坂戸いずみ教会・礼拝説教集

<キリストの愛とともに歩もう>イエス・キリストを愛し、自分を愛し、人を愛して、平和を生み出すことを願います。

2009年1月18日 主日礼拝「愛の食卓を囲んで」

聖書 マルコによる福音書14章22〜26節
説教者 山岡創牧師

◆主の晩餐
14:22 一同が食事をしているとき、イエスはパンを取り、賛美の祈りを唱えて、それを裂き、弟子たちに与えて言われた。「取りなさい。これはわたしの体である。」
14:23 また、杯を取り、感謝の祈りを唱えて、彼らにお渡しになった。彼らは皆その杯から飲んだ。
14:24 そして、イエスは言われた。「これは、多くの人のために流されるわたしの血、契約の血である。
14:25 はっきり言っておく。神の国で新たに飲むその日まで、ぶどうの実から作ったものを飲むことはもう決してあるまい。」
14:26 一同は賛美の歌をうたってから、オリーブ山へ出かけた。


          「愛の食卓を囲んで」
止揚学園という、知能に重い障害を持つ子供たちの施設があります。その学園の一人の子供が、“平和って何だろう”と皆で話し合っていた時、こう言ったそうです。
  平和ってな、みんなで一緒にごはん食べることやもん。
 これにまさる平和についての定義を言うことは難しいと、ある人が言っていますが、私も、まさにそのとおりと感じます。一緒に食卓を囲んで、ごはんを食べる。それは当り前のようですが、何にもまさる平和な風景ではないでしょうか。
 けれども、主イエスと弟子たちの食卓は、平和どころではなかったでしょう。不安と動揺のために、暗く沈んだ食卓だったに違いありません。なぜなら、直前に、弟子たちの一人が裏切ると主イエスから告げられたからです。


 時は、ユダヤ人の大切な民族祭である過越の祭りの最中でした。千年以上昔、彼らの遠い祖先は、エジプトで奴隷として酷使されていました。そのような奴隷の国エジプトから、神さまは彼らを脱出させ、苦しみから救い出してくださいました。この救いの出来事を記念し、喜び祝うのが過越の祭りであり、その中心が過越の食事でした。
 けれども、喜びと祝いであるはずの席は、重苦しい空気に変わりました。それは、主イエスが弟子の一人の裏切りを指摘されたからです。「はっきり言っておくが、あなたがたのうちの一人で、わたしと一緒に食事をしている者が、わたしを裏切ろうとしている」(18節)。その一言に、弟子たちすべてが動揺しました。皆、自分が疑われているのではないかと不安に思い、「まさかわたしのことでは」(19節)と代わる代わる言い始めたとあります。裏を返せば、皆、自信がないのです。皆、心のどこかに裏切りの思いを潜ませていたのだと思います。

## 課題指示 1:
下のエントリーにある「paved plaza」をすべて「stone courtyard」に置き換え、ほかは一切変えずに書き直すこと。画像は入れないこと。
この説教とエントリーは互いに関係のない別々の資料である。

## データ行:
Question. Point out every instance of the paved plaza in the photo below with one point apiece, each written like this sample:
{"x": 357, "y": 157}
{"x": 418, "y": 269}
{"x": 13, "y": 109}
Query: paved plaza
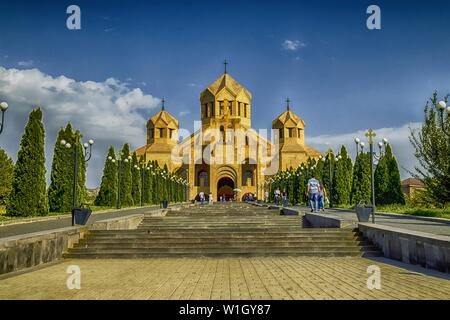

## 課題指示 2:
過越の食事を扱った説教「愛の食卓を囲んで」の続きを、最後に示された文の次から書くこと。

## 解答例 1:
Question. Point out every instance of the stone courtyard in the photo below with one point apiece, each written like this sample:
{"x": 357, "y": 157}
{"x": 418, "y": 269}
{"x": 13, "y": 109}
Query: stone courtyard

## 解答例 2:
 そのような重苦しい空気の下で、落ち着いて、喜んで、お祝い気分で、食事などできるわけがありません。イエス様ってKYじゃないか、ちょっとは場を考えて物を言ってよ、と思われた方もいらっしゃるかも知れません。
 けれども、過越の食事という大切な機会だからこそ、主イエスは敢えて、裏切りを告げられたのではないでしょうか。なぜなら、偽ったまま、心に嘘を抱えたまま、表面だけ取り繕って、この救いを記念する食事を守ることはできなかったから、したくなかったからだと思います。だからこそ、救いの食卓だからこそ、嘘をえぐり出し、罪を悔い改め、赦し合って、もう一度、真実な関係を、喜びと救いの食卓、平和の食卓を取り戻そうとされたのではないでしょうか。


 だから、このような空気になっても尚、食事を続けられたのです。普通だったら、もはや食事どころではありません。即座に解散になるか、あるいはその場で裏切り者の吊るし上げが始まるところでしょう。
 けれども、主イエスはそのような席にはなさらなかった。もう一度、弟子たちとの真実な関係を、喜びと救いと平和の食卓を取り戻そうとなさったのです。
 「取りなさい。これはわたしの体である」(22節)。重苦しい空気の中で、そう言って主イエスはおもむろに、パンを裂いて弟子たちに与えました。弟子たちには何の意味だか分らなかったでしょう。
 過越の食事では、小羊を屠ったものに、酵母菌を入れない、膨らんでいないパンと苦い野菜を添えて食べるのがしきたりでした。そのパンを、食卓のホストとして取り分ける際に、主イエスは「これはわたしの体である」と言われたのです。弟子たちにその意味は分からなかったでしょうが、主イエスはこの時、ご自分の“命”を弟子たちに与える決心をされたのだと思います。ご自分の命を、弟子たちの嘘の生贄に、裏切りの犠牲に供する覚悟をなさったのです。その覚悟を、過越のパンに込められたのでしょう。
 裏切りを追及することをしない。罪を吊るし上げることもしない。かわいい弟子たちです。愛する弟子たちなのです。愛する我が弟子たちのために、彼らの嘘を、裏切りを、罪を、すべてご自分が引き受けて犠牲になろうと決心なさったのです。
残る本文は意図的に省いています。